> [抜粋本文]:
———

サンデー・フロントライン:今週はアタシ評価で「中の上」

 7月10日放送分の「サンデー・フロントライン」は、この番組の水準と比較して、アタシ判断で中の上。
 雑な評価は、番組関係者の人に悪いけど、割と良かったと思います。

 10日は、番組開始直前の9時57分、三陸沖で震源震度M7.1の地震
 番組も、ちょっとわさわさした感じになって、恒例の週間重大ニュースセレクト(「これはニュースだ!」)も、10選ではなくて4選のコメント紹介に留めるとか。
 「わさわさした感じ」と書いたけど、アタシは、決して悪い感じは受けなくて。むしろ「これはニュースだ!」のコーナーを大胆にカットして、地震速報、津波警報の報知に割いた番組運営に、好感を持ちました。


 さて、毎週、基本的には、概ね3つのパートに大別されてる「サンデー・フロントライン」。
 今週の番組構成は、だいたいこんな感じ。

———

> [依頼 1]: 抜粋本文のうち「雑な評価は、番組関係者の人に悪いけど、割と良かったと思います。」で始まり「サンデー・フロントライン」。」で終わる部分を、「わさわさした感じ」を「ざわついた感じ」に変えて書き直してください。
この後に続く行は、上の抜粋本文とは何の関係もありません。

> [データの行]:
———

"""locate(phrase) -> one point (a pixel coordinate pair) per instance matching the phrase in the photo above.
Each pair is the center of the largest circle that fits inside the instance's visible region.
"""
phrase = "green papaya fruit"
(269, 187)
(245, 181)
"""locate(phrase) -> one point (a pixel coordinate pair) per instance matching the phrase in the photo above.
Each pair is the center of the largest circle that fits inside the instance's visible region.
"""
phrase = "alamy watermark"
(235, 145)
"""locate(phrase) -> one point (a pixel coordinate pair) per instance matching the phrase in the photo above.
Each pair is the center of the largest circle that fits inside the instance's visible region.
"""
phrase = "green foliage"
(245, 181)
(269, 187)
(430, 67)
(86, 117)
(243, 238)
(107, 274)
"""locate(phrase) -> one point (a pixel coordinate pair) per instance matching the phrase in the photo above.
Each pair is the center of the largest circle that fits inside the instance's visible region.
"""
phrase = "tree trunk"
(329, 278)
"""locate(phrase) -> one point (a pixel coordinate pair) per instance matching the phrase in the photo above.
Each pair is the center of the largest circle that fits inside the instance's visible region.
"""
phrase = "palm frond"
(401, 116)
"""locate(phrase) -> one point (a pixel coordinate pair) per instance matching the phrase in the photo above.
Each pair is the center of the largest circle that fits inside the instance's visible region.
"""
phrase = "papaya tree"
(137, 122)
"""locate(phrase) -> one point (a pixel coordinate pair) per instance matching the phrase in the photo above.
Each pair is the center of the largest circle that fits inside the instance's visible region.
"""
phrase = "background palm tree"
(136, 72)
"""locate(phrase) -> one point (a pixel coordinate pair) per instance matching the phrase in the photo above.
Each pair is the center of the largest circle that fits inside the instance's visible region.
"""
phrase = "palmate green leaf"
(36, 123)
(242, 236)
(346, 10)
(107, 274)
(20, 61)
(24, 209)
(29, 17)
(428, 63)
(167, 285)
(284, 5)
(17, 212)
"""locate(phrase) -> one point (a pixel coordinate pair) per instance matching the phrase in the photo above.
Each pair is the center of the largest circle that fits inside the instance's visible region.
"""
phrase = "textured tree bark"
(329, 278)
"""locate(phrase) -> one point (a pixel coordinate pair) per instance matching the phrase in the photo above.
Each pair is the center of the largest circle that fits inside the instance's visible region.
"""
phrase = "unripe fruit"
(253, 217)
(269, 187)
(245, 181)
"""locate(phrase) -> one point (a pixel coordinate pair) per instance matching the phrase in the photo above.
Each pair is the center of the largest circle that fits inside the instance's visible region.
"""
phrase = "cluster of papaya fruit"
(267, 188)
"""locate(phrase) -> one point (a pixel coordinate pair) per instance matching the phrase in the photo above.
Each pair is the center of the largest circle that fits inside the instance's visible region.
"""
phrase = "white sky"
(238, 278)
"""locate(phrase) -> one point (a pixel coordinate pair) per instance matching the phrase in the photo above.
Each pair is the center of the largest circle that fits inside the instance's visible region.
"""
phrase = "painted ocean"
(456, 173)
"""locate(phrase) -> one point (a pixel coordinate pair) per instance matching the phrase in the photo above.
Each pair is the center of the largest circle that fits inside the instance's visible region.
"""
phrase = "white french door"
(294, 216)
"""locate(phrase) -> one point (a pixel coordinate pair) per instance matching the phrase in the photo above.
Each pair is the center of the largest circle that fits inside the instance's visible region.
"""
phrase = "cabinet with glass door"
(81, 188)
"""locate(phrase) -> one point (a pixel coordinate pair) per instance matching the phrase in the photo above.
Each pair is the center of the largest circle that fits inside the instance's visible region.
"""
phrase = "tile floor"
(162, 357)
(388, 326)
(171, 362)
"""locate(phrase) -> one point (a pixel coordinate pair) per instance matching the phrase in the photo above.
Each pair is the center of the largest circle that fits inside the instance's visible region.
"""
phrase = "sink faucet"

———

> [依頼 2]: 行のなかから、文字列「white」を含むものをすべて抜き出し、一行ずつ書き写してください。

> [実行結果 1]:
雑な評価は、番組関係者の人に悪いけど、割と良かったと思います。

 10日は、番組開始直前の9時57分、三陸沖で震源震度M7.1の地震
 番組も、ちょっとざわついた感じになって、恒例の週間重大ニュースセレクト(「これはニュースだ!」)も、10選ではなくて4選のコメント紹介に留めるとか。
 「ざわついた感じ」と書いたけど、アタシは、決して悪い感じは受けなくて。むしろ「これはニュースだ!」のコーナーを大胆にカットして、地震速報、津波警報の報知に割いた番組運営に、好感を持ちました。


 さて、毎週、基本的には、概ね3つのパートに大別されてる「サンデー・フロントライン」。

> [実行結果 2]:
phrase = "white sky"
phrase = "white french door"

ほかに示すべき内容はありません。